**WHAT YOU ARE ASKED TO DO:**
Please report each line of the data below that contains "tail".

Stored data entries
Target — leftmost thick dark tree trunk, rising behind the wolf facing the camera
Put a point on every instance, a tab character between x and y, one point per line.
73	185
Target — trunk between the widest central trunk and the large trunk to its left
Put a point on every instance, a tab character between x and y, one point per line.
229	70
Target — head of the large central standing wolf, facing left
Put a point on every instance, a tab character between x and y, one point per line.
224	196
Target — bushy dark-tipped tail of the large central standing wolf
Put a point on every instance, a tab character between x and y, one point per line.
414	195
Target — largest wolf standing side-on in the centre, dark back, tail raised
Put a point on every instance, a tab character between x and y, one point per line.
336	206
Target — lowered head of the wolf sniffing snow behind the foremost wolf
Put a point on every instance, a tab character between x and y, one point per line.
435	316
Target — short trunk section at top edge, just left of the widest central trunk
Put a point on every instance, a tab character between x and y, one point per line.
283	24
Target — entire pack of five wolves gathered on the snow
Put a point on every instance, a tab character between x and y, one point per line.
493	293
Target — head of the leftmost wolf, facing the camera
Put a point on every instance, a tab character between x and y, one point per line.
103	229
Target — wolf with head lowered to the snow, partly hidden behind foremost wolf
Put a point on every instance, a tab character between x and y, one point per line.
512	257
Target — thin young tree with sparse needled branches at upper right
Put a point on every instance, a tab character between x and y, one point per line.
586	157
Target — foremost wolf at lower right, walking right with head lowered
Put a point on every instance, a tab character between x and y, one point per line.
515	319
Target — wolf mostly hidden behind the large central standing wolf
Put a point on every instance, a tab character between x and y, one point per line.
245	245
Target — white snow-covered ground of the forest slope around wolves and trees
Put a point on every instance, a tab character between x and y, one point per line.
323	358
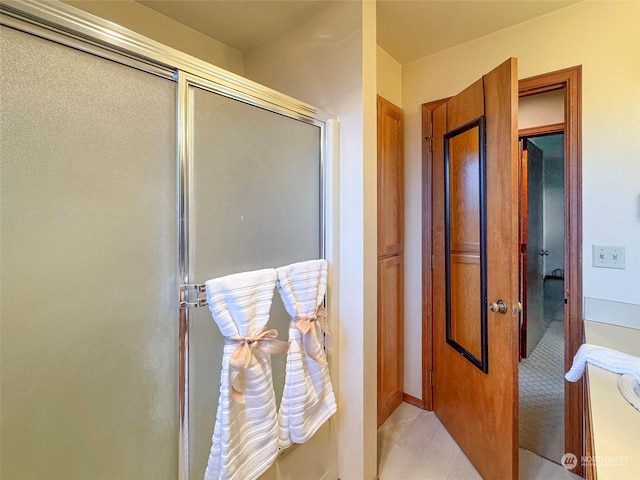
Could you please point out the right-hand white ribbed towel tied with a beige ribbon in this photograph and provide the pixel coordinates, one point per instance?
(308, 399)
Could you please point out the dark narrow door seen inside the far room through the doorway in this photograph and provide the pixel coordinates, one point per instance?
(531, 248)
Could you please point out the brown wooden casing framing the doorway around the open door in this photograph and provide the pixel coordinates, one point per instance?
(571, 80)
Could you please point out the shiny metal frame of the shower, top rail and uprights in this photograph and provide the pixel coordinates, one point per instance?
(69, 26)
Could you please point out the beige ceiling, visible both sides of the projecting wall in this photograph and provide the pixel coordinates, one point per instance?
(407, 29)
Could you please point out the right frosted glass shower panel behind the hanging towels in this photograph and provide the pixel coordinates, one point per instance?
(255, 204)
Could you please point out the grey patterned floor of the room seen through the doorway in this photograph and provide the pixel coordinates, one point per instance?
(542, 387)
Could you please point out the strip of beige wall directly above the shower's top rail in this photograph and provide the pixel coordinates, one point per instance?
(147, 22)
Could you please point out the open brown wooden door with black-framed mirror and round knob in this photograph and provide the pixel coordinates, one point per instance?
(475, 247)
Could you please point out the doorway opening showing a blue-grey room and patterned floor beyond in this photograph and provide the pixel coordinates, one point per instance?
(541, 369)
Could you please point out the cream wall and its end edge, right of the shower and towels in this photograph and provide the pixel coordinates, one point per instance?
(328, 60)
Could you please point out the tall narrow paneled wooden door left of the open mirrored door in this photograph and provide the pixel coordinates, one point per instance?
(390, 258)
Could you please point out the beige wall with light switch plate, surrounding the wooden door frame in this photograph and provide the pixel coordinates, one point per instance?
(601, 36)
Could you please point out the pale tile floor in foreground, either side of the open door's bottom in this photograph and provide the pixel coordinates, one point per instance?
(413, 445)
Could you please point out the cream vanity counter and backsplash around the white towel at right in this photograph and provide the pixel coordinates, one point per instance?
(615, 423)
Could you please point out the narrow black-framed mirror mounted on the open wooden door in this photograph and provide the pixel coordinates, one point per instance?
(465, 254)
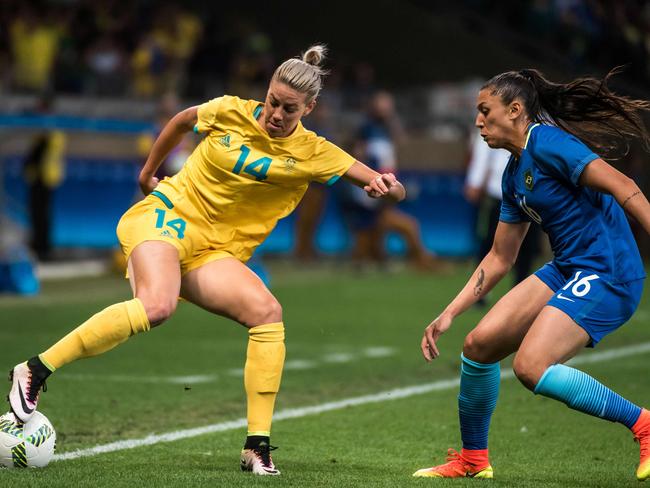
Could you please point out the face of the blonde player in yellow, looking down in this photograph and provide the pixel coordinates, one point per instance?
(283, 108)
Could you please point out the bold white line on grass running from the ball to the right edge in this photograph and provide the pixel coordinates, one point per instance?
(293, 413)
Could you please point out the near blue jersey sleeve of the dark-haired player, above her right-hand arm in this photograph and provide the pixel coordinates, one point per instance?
(559, 153)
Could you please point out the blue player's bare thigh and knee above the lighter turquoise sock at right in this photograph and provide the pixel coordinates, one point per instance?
(553, 338)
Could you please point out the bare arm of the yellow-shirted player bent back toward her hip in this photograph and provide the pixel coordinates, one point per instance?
(171, 135)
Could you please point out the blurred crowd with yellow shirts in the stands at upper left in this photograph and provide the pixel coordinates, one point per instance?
(138, 49)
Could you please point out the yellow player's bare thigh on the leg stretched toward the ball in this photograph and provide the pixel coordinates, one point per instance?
(155, 277)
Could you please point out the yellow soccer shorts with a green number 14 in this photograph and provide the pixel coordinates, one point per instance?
(156, 218)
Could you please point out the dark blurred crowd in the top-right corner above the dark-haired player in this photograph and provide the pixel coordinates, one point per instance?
(586, 33)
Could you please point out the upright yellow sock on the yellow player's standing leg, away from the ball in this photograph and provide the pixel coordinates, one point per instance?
(262, 374)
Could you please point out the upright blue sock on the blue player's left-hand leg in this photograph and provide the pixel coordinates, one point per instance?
(479, 389)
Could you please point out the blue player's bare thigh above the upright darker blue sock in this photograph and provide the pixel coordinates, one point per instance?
(502, 330)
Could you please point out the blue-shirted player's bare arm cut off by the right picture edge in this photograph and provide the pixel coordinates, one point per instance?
(603, 177)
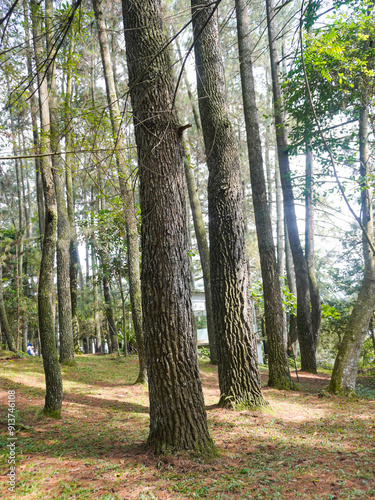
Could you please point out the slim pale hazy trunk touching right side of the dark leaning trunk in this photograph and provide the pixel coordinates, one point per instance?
(316, 307)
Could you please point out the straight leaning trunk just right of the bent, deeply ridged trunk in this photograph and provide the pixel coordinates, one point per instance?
(279, 375)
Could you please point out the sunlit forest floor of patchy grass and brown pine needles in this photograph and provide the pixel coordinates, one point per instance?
(304, 445)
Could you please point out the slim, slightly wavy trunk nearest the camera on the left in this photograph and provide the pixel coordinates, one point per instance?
(51, 365)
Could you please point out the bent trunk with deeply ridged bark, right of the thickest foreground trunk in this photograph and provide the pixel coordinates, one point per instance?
(237, 358)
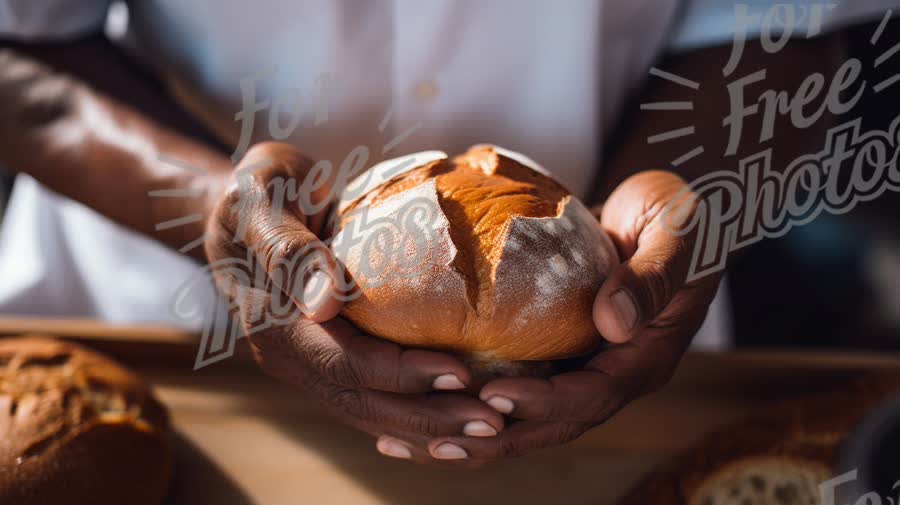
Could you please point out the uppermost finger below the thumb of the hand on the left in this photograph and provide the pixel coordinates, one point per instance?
(337, 351)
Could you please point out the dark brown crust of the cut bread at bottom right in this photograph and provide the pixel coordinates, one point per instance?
(806, 432)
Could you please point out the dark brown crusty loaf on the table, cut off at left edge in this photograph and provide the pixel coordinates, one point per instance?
(77, 428)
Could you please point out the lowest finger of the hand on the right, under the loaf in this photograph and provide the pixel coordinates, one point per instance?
(517, 440)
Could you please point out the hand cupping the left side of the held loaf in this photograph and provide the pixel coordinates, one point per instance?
(374, 385)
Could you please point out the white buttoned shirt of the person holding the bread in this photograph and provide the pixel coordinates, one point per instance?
(544, 78)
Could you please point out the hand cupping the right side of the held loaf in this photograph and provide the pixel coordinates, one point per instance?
(645, 309)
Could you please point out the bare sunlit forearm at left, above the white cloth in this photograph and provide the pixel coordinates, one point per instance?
(94, 149)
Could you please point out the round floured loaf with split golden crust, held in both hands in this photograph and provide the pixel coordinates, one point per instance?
(484, 255)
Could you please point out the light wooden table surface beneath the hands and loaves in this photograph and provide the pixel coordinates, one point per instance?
(247, 439)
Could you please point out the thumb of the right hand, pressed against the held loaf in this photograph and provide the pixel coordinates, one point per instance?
(645, 216)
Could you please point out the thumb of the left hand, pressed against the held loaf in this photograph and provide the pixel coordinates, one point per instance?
(258, 213)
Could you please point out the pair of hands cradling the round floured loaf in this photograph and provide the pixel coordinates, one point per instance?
(415, 401)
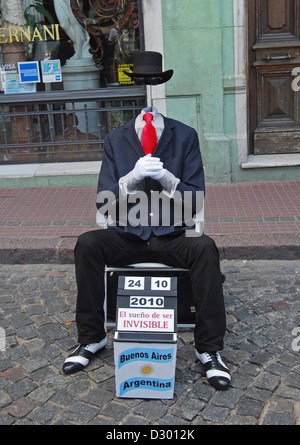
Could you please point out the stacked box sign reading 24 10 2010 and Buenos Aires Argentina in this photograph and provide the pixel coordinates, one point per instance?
(146, 341)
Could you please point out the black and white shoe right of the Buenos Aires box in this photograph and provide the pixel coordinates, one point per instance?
(217, 373)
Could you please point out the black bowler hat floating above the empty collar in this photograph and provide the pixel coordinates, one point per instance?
(147, 69)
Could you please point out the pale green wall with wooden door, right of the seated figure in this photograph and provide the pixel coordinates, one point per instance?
(235, 80)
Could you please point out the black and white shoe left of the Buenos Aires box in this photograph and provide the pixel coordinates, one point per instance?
(81, 357)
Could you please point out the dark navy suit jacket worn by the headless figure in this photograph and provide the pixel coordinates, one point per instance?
(178, 149)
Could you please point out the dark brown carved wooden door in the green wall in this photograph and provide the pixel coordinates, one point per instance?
(273, 54)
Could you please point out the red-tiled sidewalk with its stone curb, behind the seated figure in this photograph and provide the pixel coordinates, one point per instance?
(256, 220)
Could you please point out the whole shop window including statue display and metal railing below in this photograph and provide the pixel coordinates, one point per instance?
(70, 55)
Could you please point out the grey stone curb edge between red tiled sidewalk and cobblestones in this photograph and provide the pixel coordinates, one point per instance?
(231, 247)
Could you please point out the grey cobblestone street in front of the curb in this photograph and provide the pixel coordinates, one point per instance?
(37, 309)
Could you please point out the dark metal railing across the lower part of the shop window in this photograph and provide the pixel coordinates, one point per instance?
(63, 125)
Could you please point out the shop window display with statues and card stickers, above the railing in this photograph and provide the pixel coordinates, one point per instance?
(67, 44)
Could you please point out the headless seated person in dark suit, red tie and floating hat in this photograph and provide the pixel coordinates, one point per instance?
(131, 169)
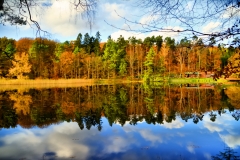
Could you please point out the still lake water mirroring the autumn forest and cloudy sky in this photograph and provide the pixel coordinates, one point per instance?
(120, 122)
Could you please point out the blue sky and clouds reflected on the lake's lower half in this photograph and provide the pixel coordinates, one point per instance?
(168, 141)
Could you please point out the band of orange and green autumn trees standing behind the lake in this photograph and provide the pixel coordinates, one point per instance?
(89, 58)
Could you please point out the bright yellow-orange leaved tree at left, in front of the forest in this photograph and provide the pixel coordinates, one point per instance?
(20, 66)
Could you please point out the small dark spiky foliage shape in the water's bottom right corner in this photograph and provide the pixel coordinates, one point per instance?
(228, 154)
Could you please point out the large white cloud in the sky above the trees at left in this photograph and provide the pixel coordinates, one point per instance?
(60, 18)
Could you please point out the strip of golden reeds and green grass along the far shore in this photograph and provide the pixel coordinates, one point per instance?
(6, 84)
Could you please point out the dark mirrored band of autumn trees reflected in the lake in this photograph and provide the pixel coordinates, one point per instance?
(118, 103)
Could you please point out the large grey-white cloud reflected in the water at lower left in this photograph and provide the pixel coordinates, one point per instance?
(58, 139)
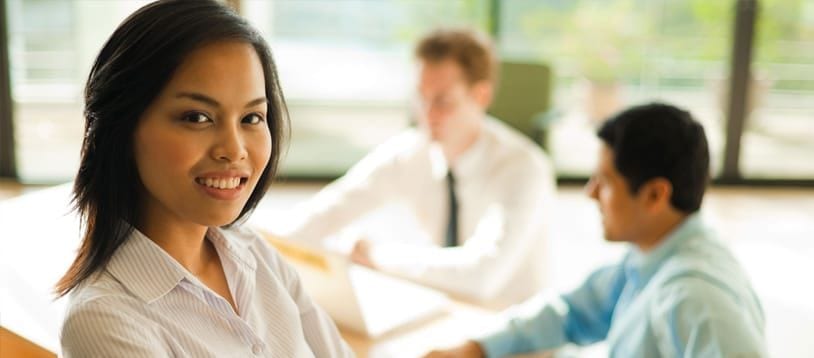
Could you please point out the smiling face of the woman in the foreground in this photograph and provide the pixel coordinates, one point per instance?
(203, 143)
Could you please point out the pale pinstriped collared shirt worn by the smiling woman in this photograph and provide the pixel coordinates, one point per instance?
(145, 304)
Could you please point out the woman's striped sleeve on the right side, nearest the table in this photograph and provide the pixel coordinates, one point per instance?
(320, 331)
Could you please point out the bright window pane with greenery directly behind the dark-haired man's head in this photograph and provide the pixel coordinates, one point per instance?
(609, 54)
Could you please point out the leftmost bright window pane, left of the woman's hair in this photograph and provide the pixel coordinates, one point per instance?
(52, 44)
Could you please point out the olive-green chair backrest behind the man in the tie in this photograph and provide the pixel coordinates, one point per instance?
(523, 95)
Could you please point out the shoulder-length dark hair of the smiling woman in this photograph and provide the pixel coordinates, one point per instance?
(132, 68)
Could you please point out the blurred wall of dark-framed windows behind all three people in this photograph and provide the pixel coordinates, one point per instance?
(347, 70)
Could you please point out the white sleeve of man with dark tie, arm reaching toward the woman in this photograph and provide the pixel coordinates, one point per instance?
(365, 187)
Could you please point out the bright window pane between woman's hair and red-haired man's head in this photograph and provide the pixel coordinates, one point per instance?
(347, 70)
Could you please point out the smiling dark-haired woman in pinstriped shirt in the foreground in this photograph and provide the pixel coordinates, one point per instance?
(184, 128)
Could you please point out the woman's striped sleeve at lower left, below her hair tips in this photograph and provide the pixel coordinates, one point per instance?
(99, 329)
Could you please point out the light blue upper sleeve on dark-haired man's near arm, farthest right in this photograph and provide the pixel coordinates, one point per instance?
(697, 318)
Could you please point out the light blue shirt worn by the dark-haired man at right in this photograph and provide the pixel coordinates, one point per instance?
(688, 297)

**ANSWER FOR THE TASK:**
Target — bushy dark-tipped tail of the large central standing wolf
Target — largest wolf standing side-on in the centre, dark back, tail raised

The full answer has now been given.